Recorded data
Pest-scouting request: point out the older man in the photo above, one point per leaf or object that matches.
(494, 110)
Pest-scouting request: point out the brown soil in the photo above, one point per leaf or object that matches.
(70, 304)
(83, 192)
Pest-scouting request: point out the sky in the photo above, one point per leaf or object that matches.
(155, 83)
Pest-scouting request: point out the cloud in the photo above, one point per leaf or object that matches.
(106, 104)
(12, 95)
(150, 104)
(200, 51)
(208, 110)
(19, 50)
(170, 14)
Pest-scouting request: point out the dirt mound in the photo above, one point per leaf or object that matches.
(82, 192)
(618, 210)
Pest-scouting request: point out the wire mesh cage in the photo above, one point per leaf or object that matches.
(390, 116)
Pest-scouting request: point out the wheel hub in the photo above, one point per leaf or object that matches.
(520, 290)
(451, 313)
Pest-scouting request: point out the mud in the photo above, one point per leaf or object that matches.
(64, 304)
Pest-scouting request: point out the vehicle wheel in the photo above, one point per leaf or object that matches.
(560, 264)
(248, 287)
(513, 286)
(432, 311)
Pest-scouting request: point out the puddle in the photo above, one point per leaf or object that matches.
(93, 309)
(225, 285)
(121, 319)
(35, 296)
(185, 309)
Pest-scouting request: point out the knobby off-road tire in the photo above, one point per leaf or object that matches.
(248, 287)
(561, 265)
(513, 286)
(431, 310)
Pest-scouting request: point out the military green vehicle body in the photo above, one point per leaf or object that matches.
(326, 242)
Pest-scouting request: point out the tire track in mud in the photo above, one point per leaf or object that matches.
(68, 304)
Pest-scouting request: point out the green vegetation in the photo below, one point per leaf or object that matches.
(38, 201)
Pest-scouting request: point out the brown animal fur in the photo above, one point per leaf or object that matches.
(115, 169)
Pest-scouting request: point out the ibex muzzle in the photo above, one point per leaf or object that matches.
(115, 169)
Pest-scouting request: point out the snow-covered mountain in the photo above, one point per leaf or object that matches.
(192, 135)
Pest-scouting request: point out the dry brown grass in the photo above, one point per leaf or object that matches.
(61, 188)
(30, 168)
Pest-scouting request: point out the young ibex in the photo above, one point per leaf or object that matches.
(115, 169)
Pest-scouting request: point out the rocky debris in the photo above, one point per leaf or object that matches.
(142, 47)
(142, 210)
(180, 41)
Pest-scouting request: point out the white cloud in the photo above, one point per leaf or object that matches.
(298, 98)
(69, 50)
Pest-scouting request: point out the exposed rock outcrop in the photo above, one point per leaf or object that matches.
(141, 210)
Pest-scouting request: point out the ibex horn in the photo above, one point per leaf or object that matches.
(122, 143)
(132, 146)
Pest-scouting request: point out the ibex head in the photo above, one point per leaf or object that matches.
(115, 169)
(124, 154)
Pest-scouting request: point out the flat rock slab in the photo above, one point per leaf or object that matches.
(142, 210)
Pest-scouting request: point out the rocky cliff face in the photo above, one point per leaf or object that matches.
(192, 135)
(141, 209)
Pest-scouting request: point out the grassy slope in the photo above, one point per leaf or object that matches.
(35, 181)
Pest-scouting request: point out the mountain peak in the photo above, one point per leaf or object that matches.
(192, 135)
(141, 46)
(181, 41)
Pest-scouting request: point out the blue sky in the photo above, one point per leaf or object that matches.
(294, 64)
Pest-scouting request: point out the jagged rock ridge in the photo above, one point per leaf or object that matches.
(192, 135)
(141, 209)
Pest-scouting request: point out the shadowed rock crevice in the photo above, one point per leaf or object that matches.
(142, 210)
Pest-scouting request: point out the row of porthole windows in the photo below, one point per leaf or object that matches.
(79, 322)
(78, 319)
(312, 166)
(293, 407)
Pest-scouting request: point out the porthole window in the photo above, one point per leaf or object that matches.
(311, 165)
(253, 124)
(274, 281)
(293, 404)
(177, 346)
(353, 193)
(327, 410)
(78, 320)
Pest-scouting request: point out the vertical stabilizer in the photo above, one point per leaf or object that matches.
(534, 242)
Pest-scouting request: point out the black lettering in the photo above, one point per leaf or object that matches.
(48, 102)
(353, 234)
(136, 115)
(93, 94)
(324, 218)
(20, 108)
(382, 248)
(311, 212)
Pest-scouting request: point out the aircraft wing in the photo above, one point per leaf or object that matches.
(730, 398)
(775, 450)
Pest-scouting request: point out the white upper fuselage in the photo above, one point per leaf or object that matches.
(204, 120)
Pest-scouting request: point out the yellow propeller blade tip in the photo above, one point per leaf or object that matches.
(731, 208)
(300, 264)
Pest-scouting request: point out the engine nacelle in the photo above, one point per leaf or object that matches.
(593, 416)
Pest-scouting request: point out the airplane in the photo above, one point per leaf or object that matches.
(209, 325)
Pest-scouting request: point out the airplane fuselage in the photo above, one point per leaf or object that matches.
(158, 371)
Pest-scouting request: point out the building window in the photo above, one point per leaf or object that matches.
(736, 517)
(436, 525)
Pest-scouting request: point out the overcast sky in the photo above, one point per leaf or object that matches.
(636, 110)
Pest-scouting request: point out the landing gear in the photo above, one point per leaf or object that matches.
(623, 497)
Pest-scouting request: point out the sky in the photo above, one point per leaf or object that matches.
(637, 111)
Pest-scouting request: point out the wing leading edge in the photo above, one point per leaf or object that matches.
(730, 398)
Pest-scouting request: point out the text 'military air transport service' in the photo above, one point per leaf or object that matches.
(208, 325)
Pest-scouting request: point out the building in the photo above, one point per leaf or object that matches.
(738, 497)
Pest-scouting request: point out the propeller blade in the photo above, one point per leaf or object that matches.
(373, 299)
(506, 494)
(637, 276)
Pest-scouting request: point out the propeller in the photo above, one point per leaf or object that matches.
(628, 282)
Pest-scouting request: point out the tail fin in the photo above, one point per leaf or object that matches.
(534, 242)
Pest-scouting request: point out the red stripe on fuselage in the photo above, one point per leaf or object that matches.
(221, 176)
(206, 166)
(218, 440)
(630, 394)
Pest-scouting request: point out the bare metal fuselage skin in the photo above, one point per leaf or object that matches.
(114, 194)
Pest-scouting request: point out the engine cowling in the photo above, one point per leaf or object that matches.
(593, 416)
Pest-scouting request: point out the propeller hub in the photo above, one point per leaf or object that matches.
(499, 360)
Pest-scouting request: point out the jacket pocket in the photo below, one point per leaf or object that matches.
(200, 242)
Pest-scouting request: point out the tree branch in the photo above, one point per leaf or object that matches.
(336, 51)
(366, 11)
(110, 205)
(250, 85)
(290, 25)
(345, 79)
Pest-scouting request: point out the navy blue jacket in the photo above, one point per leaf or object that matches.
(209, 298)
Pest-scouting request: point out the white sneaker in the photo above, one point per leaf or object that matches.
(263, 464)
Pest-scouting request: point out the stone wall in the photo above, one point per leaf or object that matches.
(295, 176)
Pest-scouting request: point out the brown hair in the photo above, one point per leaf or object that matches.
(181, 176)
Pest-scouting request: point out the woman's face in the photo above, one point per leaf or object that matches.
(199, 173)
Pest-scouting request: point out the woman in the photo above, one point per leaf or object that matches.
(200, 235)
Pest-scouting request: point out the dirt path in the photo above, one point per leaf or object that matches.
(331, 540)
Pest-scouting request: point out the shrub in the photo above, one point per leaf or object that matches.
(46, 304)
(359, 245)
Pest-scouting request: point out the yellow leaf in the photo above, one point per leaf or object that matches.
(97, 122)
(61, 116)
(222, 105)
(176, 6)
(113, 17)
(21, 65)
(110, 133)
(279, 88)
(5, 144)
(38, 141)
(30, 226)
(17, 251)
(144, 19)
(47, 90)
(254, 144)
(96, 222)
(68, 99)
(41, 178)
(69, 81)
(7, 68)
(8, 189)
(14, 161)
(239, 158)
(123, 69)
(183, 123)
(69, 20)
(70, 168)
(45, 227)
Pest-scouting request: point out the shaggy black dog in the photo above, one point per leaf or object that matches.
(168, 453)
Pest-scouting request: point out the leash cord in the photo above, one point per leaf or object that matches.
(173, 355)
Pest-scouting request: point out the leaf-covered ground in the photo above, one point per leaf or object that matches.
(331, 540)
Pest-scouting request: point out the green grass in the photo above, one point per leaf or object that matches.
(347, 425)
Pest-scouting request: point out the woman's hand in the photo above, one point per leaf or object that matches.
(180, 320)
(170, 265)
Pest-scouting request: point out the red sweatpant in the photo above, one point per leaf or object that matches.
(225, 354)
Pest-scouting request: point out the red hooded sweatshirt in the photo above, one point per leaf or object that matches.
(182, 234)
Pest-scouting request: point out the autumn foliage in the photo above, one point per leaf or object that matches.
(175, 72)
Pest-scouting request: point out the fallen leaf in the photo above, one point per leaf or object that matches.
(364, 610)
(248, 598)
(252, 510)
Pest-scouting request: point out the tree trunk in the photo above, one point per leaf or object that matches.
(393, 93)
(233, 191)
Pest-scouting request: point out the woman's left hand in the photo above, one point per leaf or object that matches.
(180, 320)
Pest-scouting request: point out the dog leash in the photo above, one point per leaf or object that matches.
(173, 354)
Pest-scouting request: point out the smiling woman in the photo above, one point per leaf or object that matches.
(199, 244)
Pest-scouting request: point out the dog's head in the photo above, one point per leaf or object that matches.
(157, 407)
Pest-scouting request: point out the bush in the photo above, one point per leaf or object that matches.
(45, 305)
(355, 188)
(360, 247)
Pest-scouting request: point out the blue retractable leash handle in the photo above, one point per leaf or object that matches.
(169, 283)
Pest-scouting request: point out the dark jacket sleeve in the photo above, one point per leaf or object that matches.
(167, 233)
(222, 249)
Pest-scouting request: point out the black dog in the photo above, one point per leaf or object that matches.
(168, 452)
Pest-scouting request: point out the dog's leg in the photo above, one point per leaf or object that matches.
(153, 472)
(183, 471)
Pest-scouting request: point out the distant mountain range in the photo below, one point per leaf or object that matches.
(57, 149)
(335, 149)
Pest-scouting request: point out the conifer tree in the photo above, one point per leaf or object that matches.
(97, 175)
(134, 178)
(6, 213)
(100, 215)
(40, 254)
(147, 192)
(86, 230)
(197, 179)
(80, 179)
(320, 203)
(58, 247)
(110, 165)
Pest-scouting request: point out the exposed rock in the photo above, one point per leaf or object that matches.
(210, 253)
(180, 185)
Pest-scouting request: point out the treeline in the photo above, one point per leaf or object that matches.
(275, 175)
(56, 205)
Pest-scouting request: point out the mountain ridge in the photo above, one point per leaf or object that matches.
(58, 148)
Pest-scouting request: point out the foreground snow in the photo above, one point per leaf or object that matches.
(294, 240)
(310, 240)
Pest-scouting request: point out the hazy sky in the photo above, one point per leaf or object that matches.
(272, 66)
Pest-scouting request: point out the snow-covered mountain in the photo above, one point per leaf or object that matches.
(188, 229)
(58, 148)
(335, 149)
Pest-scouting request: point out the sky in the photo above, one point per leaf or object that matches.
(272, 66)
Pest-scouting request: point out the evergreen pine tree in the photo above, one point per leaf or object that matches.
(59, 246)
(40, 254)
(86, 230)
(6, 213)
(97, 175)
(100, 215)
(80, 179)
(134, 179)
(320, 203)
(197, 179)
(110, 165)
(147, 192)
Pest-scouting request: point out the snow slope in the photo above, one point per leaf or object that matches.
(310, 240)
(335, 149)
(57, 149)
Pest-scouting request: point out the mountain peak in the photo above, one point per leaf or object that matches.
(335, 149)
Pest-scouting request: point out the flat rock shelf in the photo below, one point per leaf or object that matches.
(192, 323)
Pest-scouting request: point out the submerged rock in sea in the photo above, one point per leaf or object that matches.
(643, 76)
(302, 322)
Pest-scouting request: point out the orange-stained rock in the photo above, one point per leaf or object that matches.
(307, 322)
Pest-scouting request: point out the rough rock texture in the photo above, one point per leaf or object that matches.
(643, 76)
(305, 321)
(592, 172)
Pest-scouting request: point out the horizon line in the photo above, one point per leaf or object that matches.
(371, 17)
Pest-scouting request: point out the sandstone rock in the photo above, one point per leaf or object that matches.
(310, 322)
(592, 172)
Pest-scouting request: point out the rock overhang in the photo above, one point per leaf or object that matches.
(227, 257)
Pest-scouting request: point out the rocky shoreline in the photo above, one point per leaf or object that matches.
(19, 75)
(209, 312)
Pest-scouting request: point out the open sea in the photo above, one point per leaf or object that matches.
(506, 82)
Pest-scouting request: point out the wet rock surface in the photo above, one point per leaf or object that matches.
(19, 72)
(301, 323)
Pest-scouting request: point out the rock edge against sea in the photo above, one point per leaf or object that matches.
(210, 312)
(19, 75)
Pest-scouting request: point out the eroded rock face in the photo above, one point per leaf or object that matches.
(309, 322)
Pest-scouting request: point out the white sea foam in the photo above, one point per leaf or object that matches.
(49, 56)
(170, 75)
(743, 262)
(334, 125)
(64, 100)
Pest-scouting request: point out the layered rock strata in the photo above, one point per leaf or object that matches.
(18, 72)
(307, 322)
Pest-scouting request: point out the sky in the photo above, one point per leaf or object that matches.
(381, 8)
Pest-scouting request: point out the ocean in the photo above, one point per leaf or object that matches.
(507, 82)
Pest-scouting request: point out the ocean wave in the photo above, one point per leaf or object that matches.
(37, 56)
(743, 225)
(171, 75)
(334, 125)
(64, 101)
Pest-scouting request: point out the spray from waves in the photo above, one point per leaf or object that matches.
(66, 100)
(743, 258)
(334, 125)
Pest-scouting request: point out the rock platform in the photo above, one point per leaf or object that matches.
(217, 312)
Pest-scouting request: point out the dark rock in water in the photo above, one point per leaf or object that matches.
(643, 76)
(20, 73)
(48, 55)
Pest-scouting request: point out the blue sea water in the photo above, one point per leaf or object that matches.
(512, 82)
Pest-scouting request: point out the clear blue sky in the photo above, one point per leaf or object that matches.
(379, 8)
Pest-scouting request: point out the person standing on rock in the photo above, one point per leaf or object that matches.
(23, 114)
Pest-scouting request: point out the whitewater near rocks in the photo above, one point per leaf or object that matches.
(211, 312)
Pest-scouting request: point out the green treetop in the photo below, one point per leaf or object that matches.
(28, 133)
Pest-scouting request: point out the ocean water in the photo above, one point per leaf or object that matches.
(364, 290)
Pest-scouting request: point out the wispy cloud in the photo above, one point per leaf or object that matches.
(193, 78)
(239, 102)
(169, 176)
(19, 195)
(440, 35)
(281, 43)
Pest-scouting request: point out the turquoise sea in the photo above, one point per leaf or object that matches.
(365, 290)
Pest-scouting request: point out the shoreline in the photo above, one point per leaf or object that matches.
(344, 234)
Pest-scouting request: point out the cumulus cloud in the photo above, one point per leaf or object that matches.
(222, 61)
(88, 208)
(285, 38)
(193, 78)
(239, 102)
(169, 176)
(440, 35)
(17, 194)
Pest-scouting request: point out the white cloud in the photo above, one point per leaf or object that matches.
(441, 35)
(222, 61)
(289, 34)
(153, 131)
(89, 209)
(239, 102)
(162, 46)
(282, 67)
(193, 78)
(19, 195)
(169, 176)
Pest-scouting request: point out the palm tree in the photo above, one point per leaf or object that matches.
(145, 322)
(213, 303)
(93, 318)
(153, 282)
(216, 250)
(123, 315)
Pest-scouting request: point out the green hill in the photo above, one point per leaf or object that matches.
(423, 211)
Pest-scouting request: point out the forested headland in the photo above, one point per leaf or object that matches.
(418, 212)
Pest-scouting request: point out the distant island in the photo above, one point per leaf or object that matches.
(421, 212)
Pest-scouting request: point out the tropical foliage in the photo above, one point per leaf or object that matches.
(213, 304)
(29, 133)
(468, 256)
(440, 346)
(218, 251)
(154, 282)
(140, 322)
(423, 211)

_What you will do_
Only the lines from the one that contains "Pest-scouting request: point out the green hill" to the end of the data should be output, exactly as they appear.

_Written answer_
Pest-scouting request: point out the green hill in the photo above, one point per leaf or object that matches.
(423, 211)
Pest-scouting request: point out the forested headland in the photo above, one point per leaf or object that matches.
(418, 212)
Pest-scouting request: point out the distant island in the photo above, one point per leaf or object that matches.
(421, 212)
Pest-scouting request: point out the tropical foliage in the photo above, one point per leaf or object that matches.
(213, 304)
(29, 133)
(468, 256)
(440, 346)
(218, 251)
(154, 282)
(140, 322)
(423, 211)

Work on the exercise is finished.